+++ Information provided +++
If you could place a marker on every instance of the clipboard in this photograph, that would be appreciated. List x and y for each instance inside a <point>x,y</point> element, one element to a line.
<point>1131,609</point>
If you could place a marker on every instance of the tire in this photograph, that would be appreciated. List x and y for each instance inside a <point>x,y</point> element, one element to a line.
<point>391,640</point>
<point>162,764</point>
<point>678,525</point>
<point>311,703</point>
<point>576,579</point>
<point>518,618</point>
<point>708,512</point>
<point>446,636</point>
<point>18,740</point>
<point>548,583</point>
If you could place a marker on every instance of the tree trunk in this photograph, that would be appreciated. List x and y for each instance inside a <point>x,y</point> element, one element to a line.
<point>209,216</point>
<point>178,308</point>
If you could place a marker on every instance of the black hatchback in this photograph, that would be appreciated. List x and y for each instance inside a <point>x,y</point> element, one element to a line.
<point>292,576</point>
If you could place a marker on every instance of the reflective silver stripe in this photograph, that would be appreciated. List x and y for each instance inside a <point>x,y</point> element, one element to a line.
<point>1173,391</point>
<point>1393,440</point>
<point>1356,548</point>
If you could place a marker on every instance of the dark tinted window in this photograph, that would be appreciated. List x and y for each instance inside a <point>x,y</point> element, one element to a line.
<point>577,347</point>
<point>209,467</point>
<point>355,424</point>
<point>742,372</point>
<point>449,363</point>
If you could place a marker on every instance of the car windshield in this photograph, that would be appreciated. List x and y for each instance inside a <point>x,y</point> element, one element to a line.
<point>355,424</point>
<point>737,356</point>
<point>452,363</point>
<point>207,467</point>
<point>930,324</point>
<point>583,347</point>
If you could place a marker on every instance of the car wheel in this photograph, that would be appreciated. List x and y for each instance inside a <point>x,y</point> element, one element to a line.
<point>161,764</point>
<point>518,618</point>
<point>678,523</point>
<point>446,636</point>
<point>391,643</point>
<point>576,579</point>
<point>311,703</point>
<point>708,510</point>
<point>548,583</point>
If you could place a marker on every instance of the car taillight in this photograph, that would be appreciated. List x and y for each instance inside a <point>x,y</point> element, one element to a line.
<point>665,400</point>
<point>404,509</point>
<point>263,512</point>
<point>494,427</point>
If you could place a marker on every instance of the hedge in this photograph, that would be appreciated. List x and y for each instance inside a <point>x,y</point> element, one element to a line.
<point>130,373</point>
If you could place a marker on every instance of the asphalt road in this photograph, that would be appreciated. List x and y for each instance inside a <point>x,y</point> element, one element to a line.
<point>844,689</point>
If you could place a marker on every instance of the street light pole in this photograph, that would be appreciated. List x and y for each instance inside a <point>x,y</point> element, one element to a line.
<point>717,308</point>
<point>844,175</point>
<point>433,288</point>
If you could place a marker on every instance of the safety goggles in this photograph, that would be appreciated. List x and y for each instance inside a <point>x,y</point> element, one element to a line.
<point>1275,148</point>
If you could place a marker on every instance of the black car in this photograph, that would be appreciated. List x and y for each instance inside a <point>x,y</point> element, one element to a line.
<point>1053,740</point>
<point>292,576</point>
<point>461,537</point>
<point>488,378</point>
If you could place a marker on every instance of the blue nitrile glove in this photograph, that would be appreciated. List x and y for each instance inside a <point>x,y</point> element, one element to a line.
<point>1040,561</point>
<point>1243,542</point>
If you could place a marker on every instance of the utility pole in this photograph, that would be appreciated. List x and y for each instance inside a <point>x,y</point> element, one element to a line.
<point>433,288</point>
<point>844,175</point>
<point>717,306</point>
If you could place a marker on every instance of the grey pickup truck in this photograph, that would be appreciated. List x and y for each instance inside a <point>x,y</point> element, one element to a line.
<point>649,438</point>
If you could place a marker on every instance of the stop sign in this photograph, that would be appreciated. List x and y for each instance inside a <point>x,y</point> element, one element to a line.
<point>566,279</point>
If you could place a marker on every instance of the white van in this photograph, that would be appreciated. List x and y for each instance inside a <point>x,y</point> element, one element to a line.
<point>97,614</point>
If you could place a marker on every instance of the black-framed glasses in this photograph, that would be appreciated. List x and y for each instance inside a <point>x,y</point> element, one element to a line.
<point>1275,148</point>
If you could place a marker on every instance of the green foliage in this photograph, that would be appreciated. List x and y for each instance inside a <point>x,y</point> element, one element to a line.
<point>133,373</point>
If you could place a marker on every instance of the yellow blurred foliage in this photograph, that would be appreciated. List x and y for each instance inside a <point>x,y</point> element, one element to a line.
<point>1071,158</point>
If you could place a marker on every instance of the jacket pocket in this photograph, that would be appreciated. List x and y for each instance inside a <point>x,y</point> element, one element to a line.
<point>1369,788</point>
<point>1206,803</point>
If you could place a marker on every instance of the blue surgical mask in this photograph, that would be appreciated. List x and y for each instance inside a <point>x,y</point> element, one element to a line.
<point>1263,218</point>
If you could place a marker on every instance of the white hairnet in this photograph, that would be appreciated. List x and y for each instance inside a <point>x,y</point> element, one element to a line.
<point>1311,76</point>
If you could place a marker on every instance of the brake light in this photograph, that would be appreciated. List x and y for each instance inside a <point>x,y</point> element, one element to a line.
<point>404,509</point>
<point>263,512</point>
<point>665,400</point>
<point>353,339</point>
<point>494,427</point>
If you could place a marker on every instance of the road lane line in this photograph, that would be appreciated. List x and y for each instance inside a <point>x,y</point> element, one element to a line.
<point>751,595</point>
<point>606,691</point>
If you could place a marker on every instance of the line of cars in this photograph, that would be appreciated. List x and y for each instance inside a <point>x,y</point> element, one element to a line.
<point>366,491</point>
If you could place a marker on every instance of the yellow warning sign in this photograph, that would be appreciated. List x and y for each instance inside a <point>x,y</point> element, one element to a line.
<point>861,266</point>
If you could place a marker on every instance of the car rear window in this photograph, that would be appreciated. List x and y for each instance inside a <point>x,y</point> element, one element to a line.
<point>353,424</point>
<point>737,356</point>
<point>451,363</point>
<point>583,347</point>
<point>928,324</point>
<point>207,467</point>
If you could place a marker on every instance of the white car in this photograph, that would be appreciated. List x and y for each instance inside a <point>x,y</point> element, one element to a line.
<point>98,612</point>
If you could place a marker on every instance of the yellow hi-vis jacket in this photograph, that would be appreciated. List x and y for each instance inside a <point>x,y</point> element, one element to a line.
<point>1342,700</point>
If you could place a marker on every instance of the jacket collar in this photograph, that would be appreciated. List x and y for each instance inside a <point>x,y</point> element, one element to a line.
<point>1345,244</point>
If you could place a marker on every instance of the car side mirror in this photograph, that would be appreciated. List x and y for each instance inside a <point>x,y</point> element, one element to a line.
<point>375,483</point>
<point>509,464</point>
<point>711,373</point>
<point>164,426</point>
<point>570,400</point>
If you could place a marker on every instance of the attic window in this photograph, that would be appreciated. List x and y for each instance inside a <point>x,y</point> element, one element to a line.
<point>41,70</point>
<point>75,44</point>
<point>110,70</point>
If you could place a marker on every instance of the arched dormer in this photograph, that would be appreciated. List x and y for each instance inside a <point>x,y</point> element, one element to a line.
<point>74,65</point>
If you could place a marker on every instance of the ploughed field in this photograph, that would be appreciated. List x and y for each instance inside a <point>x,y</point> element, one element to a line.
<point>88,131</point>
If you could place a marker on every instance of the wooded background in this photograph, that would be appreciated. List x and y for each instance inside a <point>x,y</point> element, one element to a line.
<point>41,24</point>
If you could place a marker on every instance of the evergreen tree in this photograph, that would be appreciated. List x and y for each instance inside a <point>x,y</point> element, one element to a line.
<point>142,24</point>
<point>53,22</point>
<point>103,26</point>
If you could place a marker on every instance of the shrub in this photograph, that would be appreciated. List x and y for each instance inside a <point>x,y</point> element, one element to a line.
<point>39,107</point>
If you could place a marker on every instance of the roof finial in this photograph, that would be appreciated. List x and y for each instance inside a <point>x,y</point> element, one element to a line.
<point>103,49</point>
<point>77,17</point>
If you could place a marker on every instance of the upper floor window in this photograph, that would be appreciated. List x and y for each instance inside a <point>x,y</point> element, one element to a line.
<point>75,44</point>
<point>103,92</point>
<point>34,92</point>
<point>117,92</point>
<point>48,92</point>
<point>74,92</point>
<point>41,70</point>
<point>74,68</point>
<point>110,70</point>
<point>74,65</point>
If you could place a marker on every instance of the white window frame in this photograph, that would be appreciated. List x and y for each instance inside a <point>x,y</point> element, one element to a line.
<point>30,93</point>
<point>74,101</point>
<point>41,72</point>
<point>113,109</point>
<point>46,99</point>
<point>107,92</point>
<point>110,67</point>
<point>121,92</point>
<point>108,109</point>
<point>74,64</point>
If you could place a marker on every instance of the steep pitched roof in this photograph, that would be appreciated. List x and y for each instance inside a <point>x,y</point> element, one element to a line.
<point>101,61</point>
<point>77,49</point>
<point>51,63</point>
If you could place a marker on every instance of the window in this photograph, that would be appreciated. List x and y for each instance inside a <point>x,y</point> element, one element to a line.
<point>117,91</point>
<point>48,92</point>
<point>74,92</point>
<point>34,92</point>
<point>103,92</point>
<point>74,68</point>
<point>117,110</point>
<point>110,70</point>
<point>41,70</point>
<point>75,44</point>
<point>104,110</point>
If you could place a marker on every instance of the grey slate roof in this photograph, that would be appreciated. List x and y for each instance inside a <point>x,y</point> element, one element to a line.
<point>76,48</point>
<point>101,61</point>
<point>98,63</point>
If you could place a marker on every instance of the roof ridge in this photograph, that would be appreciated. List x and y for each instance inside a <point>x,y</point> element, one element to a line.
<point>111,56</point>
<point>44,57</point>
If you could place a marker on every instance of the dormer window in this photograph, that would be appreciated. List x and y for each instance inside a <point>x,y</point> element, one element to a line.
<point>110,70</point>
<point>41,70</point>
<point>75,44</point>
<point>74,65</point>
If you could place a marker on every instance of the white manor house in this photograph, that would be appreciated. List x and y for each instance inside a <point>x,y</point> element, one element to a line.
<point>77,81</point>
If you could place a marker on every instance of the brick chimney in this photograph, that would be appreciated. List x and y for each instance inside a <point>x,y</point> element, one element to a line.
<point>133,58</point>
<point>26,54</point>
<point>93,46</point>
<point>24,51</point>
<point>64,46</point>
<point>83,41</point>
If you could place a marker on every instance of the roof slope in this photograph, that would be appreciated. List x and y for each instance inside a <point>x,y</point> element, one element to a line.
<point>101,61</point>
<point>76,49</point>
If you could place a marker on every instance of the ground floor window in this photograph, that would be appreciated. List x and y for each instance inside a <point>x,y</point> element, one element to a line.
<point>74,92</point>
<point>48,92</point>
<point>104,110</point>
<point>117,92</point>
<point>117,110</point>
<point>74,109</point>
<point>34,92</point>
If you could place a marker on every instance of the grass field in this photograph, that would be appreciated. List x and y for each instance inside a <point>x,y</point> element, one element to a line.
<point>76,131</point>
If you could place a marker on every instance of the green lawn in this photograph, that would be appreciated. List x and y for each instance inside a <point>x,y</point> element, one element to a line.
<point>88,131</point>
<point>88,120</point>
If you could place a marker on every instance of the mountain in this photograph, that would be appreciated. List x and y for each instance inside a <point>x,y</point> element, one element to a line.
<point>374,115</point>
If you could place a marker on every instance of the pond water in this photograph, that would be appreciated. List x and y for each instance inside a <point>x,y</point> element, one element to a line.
+++
- **What you should do**
Copy verbatim the items from the line containing "the jacket collar" through the line containing "<point>1345,244</point>", including both of those lines.

- **Exercise answer**
If you could place a marker on every instance of the jacket collar in this photograph, that would be appreciated. List x and y for each instance inside a <point>x,y</point> element, one element to a line.
<point>1345,244</point>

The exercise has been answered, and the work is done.